● **Source document**:
-- START --

Escape Dead Island is a budget game, something that is meant to take advantage of the surprise success of Dead Island and its Riptide follow-up. In theory this will help to tide fans of the series over until the proper sequel releases down the road. The problem is, Escape Dead Island really does not know what it wants to be. I love that the developer tried to do something new with the property, but it is a game lost in an identity crisis that fails to ever do any one thing well enough to make it compelling.

That is not to say Escape Dead Island is necessarily a horrible game. It has some good ideas, an interesting insanity plot device, stylish visuals and the ability to open up the island for further exploration while progressing through the story are all solid pieces that somehow manage to fail to come together in any meaningful way.

I try not to get hung up on a game’s graphics, but the visuals are still important to the overall experience of a game. This is what separates the game medium from a book or music, after all. The cel shaded characters and scenery have a certain flair to them that I actually enjoyed a great deal. The vibrant colours often reminded me of another zombie game, The Walking Dead, in that while not technically a powerhouse title visually, the developers were able to splash colour into a grim reality in an interesting way.

-- END --

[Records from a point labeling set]
-- START --

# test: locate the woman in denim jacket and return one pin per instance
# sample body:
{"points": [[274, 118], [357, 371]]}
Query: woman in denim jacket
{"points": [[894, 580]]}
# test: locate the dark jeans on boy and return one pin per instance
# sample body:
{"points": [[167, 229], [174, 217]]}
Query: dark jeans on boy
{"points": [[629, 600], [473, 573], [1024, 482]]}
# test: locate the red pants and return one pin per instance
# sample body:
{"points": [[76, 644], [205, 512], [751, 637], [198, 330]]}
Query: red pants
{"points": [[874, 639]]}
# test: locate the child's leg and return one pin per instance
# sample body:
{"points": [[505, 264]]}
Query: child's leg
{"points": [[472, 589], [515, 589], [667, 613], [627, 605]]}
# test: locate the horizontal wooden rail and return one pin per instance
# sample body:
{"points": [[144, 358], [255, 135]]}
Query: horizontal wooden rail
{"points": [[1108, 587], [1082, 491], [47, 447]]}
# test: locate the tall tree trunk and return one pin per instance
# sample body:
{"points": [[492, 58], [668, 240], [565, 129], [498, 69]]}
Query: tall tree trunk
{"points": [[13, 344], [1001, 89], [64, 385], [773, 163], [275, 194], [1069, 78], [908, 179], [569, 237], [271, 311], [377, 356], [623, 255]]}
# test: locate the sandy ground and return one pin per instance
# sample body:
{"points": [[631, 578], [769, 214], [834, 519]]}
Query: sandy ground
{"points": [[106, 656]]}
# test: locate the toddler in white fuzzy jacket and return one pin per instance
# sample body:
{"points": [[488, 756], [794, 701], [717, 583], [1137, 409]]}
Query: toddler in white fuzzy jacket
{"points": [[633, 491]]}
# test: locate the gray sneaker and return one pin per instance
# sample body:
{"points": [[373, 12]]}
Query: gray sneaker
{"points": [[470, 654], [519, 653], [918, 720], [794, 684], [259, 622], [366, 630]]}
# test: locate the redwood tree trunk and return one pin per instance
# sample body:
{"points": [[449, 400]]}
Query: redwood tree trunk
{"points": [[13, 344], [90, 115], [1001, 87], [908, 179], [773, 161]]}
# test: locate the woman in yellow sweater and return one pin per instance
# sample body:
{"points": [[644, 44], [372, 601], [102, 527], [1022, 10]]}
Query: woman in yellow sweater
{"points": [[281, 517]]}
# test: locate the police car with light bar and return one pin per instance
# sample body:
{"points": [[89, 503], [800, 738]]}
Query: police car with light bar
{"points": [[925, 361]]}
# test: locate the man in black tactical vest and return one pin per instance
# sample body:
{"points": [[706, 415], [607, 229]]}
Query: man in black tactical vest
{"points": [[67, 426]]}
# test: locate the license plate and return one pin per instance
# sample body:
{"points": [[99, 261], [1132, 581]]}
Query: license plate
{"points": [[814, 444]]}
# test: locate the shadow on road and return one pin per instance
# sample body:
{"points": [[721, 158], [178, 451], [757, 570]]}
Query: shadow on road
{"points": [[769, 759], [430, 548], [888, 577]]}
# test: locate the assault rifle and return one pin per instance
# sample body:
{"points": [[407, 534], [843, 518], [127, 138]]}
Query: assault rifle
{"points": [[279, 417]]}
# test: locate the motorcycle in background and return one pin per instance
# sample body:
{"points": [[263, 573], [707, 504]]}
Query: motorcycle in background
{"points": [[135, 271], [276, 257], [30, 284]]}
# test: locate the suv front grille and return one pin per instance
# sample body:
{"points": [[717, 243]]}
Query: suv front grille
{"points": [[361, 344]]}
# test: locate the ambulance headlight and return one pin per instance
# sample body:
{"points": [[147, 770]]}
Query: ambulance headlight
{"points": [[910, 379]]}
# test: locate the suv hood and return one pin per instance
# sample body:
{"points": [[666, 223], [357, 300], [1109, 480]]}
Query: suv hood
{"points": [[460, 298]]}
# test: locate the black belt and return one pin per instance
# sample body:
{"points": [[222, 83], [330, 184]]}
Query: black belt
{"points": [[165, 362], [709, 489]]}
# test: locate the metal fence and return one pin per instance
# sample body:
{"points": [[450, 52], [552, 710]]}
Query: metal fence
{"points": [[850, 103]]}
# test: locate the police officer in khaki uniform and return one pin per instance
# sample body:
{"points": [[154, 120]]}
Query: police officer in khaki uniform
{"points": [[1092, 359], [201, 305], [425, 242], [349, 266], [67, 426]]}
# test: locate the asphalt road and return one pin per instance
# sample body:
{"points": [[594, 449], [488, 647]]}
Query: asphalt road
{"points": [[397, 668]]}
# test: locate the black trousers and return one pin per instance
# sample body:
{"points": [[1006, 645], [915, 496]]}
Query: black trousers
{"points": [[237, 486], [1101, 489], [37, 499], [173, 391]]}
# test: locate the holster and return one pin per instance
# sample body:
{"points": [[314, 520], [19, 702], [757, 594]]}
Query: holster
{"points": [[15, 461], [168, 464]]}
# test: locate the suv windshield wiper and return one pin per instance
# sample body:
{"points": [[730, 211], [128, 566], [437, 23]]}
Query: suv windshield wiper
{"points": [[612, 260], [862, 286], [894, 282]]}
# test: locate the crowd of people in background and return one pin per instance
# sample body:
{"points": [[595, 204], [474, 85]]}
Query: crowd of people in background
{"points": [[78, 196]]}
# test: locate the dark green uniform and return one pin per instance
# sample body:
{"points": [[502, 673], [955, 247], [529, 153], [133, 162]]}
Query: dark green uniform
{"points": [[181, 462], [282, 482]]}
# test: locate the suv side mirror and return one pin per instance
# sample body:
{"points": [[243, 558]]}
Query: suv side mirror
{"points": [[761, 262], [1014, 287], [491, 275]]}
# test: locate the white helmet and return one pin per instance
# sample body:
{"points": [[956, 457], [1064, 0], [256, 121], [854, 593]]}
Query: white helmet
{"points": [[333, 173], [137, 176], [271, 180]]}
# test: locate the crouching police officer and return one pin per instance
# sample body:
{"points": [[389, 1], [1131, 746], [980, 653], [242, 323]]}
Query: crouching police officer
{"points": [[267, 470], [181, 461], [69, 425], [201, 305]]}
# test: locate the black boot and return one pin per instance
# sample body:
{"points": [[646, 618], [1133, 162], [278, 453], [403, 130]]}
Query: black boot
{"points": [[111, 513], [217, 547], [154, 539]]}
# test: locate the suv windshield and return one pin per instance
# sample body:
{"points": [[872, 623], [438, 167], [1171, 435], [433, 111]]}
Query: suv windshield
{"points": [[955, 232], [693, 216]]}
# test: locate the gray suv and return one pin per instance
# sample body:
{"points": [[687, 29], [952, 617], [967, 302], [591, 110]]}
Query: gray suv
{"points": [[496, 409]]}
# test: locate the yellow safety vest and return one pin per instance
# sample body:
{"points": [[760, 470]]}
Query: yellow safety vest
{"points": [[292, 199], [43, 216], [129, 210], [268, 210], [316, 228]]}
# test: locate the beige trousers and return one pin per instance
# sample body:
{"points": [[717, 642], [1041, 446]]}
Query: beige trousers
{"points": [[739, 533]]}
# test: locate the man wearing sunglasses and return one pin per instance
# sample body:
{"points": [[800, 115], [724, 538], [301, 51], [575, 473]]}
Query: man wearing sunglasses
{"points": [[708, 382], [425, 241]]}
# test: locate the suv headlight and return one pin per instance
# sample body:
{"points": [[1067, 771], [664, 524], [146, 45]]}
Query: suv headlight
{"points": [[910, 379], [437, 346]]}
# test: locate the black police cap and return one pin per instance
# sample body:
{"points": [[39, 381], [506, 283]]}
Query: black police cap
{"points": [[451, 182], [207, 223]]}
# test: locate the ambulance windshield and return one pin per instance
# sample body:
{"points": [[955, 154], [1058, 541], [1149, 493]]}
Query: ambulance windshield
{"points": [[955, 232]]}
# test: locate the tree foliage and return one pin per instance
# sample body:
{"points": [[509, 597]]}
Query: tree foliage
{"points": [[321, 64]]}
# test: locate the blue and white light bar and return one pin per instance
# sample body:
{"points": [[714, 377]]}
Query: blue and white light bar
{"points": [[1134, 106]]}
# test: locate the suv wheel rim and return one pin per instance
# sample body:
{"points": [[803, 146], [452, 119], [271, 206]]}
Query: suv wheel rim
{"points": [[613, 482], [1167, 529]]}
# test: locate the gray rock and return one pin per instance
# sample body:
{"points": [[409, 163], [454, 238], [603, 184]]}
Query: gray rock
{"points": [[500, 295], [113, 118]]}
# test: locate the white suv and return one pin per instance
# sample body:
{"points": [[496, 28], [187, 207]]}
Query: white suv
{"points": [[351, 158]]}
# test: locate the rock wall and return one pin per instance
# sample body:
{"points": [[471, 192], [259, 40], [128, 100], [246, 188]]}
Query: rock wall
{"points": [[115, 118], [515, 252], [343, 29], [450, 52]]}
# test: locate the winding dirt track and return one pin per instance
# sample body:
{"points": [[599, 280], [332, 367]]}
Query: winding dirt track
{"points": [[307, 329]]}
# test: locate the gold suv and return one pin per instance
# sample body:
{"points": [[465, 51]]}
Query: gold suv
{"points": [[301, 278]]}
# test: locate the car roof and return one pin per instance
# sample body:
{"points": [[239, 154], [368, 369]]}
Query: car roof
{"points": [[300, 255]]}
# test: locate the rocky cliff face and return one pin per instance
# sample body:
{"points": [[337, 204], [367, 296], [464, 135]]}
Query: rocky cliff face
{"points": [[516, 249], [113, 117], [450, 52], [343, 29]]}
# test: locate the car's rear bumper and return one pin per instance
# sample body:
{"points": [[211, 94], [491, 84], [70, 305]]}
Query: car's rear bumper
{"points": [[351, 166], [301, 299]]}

-- END --

● **Exercise goal**: Reproduce the Escape Dead Island review above word for word, from start to finish.

● **Result of this exercise**:
Escape Dead Island is a budget game, something that is meant to take advantage of the surprise success of Dead Island and its Riptide follow-up. In theory this will help to tide fans of the series over until the proper sequel releases down the road. The problem is, Escape Dead Island really does not know what it wants to be. I love that the developer tried to do something new with the property, but it is a game lost in an identity crisis that fails to ever do any one thing well enough to make it compelling.

That is not to say Escape Dead Island is necessarily a horrible game. It has some good ideas, an interesting insanity plot device, stylish visuals and the ability to open up the island for further exploration while progressing through the story are all solid pieces that somehow manage to fail to come together in any meaningful way.

I try not to get hung up on a game’s graphics, but the visuals are still important to the overall experience of a game. This is what separates the game medium from a book or music, after all. The cel shaded characters and scenery have a certain flair to them that I actually enjoyed a great deal. The vibrant colours often reminded me of another zombie game, The Walking Dead, in that while not technically a powerhouse title visually, the developers were able to splash colour into a grim reality in an interesting way.